◆ **Brief**: Switch every "asphalt road" in the listing below to "paved road", leaving everything else unchanged, and reproduce it without the pictures.

--- START OF Dataset entries ---

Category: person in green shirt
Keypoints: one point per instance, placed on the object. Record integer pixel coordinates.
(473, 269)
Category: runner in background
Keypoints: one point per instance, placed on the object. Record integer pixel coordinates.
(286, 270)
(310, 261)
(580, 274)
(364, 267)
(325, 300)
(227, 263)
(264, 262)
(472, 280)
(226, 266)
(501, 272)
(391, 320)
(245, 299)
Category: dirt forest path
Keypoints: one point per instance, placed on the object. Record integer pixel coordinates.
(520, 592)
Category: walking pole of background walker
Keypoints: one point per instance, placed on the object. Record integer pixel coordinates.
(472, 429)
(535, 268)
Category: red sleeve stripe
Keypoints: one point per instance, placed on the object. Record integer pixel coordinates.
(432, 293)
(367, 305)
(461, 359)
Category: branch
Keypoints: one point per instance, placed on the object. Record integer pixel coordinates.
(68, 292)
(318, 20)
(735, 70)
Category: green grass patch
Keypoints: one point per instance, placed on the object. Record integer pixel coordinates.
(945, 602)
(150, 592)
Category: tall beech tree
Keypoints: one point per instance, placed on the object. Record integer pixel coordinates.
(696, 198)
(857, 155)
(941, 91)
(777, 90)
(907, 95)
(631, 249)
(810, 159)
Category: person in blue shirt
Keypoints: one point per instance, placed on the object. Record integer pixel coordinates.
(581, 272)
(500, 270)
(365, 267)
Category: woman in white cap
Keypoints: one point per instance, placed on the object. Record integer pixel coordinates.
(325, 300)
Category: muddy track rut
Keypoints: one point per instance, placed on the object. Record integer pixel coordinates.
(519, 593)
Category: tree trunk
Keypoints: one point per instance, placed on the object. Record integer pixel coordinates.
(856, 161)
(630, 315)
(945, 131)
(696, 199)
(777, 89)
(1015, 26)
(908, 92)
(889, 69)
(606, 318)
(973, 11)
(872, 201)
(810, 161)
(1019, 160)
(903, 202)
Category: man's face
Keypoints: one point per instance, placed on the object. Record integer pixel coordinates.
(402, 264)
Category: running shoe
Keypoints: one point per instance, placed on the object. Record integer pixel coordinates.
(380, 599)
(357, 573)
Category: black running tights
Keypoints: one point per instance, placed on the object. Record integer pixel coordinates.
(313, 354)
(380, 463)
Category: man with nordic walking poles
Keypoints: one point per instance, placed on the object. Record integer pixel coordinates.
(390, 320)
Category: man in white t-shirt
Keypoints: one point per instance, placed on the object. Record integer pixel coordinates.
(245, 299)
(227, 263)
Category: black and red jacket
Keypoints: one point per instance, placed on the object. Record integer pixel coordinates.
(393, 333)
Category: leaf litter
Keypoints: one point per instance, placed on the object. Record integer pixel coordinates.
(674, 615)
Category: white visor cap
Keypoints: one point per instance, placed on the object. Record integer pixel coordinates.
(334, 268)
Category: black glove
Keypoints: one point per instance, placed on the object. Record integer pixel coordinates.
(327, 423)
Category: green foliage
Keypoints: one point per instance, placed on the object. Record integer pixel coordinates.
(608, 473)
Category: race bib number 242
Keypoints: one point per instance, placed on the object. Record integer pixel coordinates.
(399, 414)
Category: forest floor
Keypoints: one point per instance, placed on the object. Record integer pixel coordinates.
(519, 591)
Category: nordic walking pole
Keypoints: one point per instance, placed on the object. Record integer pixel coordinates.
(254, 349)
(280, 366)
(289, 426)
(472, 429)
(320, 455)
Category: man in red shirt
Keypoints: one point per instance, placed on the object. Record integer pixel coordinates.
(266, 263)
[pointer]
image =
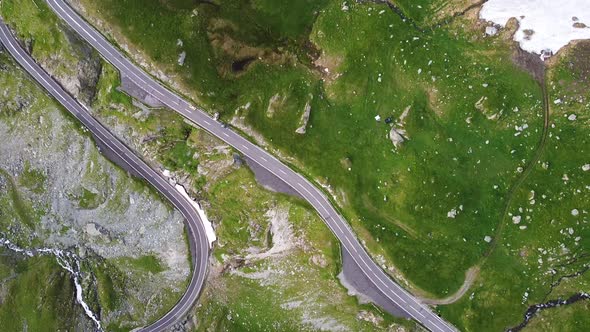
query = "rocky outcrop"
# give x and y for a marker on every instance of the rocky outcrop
(304, 119)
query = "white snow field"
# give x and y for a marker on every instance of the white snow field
(544, 24)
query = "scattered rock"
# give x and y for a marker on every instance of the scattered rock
(304, 119)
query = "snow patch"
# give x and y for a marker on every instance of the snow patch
(543, 24)
(208, 226)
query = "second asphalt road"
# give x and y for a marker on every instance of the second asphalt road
(380, 280)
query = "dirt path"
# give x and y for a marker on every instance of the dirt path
(470, 277)
(527, 171)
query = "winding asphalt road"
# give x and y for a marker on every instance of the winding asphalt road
(380, 280)
(198, 243)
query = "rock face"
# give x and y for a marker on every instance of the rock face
(79, 77)
(397, 136)
(74, 199)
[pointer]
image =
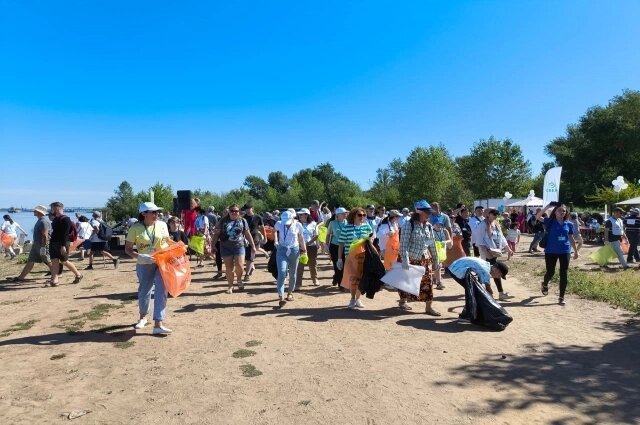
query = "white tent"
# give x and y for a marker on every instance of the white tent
(632, 201)
(529, 202)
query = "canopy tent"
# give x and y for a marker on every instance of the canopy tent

--- END OF Dataset entries ---

◆ **Written solution**:
Category: person in green shirt
Keypoints: one point per instance, placed on the object. Record integer pixel coordinates.
(473, 269)
Category: runner in background
Keypoints: one point per instance, placed on the object. Record integer pixel coordinates.
(286, 270)
(310, 261)
(580, 274)
(364, 267)
(325, 300)
(227, 263)
(264, 262)
(472, 280)
(226, 266)
(501, 272)
(391, 320)
(245, 299)
Category: dirt forest path
Keypoints: one point per instance, placed on the object. Record integer pixel coordinates.
(520, 592)
Category: walking pole of background walker
Keypoints: one point per instance, placed on the object. Record integer pixel coordinates.
(472, 429)
(535, 268)
Category: red sleeve stripe
Keypoints: one point per instance, placed on the object. Record integer pixel coordinates.
(432, 293)
(367, 305)
(461, 359)
Category: branch
Keypoints: one point per instance, placed on the object. Record integer pixel coordinates.
(68, 292)
(318, 20)
(735, 70)
Category: green grass patch
Keypoints: one point per instance, placed on the object. Record integer pixel coordinates.
(945, 602)
(150, 592)
Category: tall beech tree
Keypoints: one point per instance, placed on the object. Record integer pixel coordinates.
(696, 198)
(857, 155)
(941, 91)
(777, 90)
(907, 95)
(631, 249)
(810, 159)
Category: person in blue shirt
Keypoints: one point per instance, placed on the object. Record integer pixel coordinates.
(581, 272)
(500, 270)
(365, 267)
Category: woman in white cap
Keypoints: one point per instance, placed on the object. Record integer pixel coordinates.
(325, 300)
Category: muddy track rut
Keypoints: one point per instance, placed on the object. Record integer pixel coordinates.
(519, 593)
Category: tree trunk
Keypoints: one point per instance, placed on the object. Record integer pixel coordinates.
(856, 161)
(630, 315)
(945, 131)
(696, 199)
(777, 89)
(1015, 26)
(908, 92)
(889, 69)
(606, 318)
(973, 11)
(872, 201)
(810, 161)
(1019, 160)
(903, 202)
Category: man's face
Keypoints: one point per instance, placed on the object. Record integer pixel coordinates.
(402, 264)
Category: running shoe
Keypoints: one point per instance, placed on the object. Record integer pixel coordinates.
(380, 599)
(357, 573)
Category: black running tights
Keypoints: one point per instance, placed on the object. Record integer pixel coordinates.
(313, 354)
(380, 463)
Category: man with nordic walking poles
Keypoints: one point per instance, placed on the object. Record integer pixel coordinates.
(390, 320)
Category: man in white t-shirt
Keypoints: one point per instance, placed on the object. Record integer pixel coordinates.
(245, 299)
(227, 263)
Category: black and red jacket
Keypoints: one point per instance, placed on the object. Record integer pixel coordinates.
(393, 333)
Category: leaf litter
Keypoints: one point per instance, placed on the object. Record integer pixel coordinates.
(674, 615)
Category: white visor cap
Keypoints: one point per instance, placed on the object. Record integer pixel coordinates.
(334, 268)
Category: black glove
Keypoints: one point per instance, placed on the object. Record integer pixel coordinates.
(327, 423)
Category: green foliage
Keypoints: one point per instance, placed on the object. Record integer pixel coordinates.
(608, 473)
Category: race bib number 242
Keypoints: one point per instance, placed on the object. Record integer pixel coordinates.
(399, 414)
Category: forest floor
Keypoints: one point per instance, placed on the object. Record integer pixel coordinates.
(519, 591)
Category: nordic walking pole
Keypoints: one point per instance, placed on the object. Record integer pixel coordinates.
(254, 349)
(280, 366)
(289, 426)
(472, 429)
(320, 455)
Category: man in red shirt
Keypoints: one point per instance, placed on the object. Record integer pixel coordinates.
(266, 263)
[pointer]
image =
query = "rocky outcrop"
# give x and y for a marker on every instance of the rocky outcrop
(304, 119)
query = "white snow field"
# give x and y for a marker on every instance of the white snow field
(544, 24)
query = "scattered rock"
# give x and y for a marker on every instance of the scattered rock
(304, 119)
query = "snow patch"
# give x and y for a marker on every instance of the snow patch
(543, 24)
(208, 226)
query = "second paved road"
# give x and y for a marker on every instance of the second paved road
(380, 280)
query = "dirt path"
# give x and y for a marker on every instance of the dirt path
(470, 277)
(527, 171)
query = "winding paved road"
# give x and y for a marker on every instance of the winding paved road
(380, 280)
(198, 243)
query = "rock face"
# give x and y for a marker on every instance of the rock face
(79, 77)
(397, 136)
(74, 199)
[pointer]
image =
query = "white tent"
# give x and y for a marker on every instance of the white tent
(632, 201)
(529, 202)
query = "canopy tent"
# give x and y for a marker on every instance of the canopy tent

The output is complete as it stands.